Years ago, I worked with a nuclear plant. Things were generally okay with the local workforce, but a local union was aggressively courting them. Every week a new bulletin or email would circulate, urging workers to vote to organize. The plant manager called a town hall and told the following story. “In the 1990s, I was a third-shift engineer at a unionized plant. One time, the reactor needed an emergency repair. Problem was, this particular task was considered union work – something I, as a mid-level manager, couldn’t do because of the labor contract. But it was the middle of the night. I was the only person there, union or otherwise, who had the training to make this repair. So I spent the next six hours in protective gear laid out on top of this reactor fixing it. When I climbed back down the next morning, there was a grievance waiting for me for doing union work.”

The plant manager paused. “That’s not the kind of the relationship we have in this plant. We are a team. We make decisions together. And I hope we can keep it that way.” His employees agreed, and voted against organizing.

When you or a leader needs to caution teams about a looming obstacle, think about times that you’ve experienced (or observed) a similar issue, such as:
  • A time when someone made a false assumption and the resulting consequences
  • A situation when you or someone else should’ve spoken up earlier
  • A small problem that ballooned into a big one when ignored
4. Jumpstarting Action: The economy has not been kind lately, and many leaders find themselves cajoling their employees into changing firmly established habits just to survive – creating a sense of urgency for change.  (I worked with a leader who liked to use a photo of an actual burning platform.) Often leaders will describe near-post-apocalyptic scenarios, such as the bankruptcies, budget cuts or headcount reductions that could happen if the status quo continues. Yes, negative imagery can trigger change, but it’s counterproductive to paint a bleak future without giving people specific actions to take to avoid it. That just scares people in paralysis: employees will entrench themselves even more firmly in established routines as a source of comfort.

:: PROVIDED DATA ::
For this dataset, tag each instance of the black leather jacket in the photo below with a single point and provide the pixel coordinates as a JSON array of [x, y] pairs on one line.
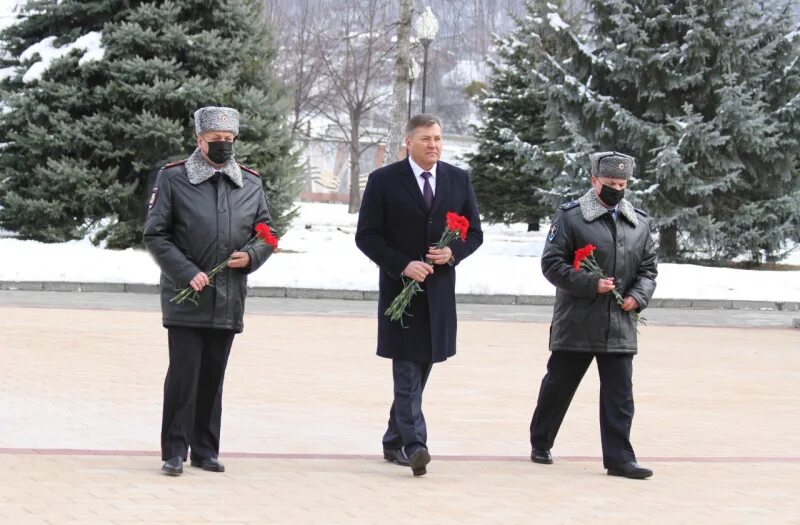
[[584, 321]]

:: WORK ORDER ::
List every kind of experience the leadership storytelling passage suggests recalling when a leader needs to caution teams about a looming obstacle. The material has nothing to do with the leadership storytelling passage.

:: COMPLETED TASK ::
- A time when someone made a false assumption and the resulting consequences
- A situation when you or someone else should've spoken up earlier
- A small problem that ballooned into a big one when ignored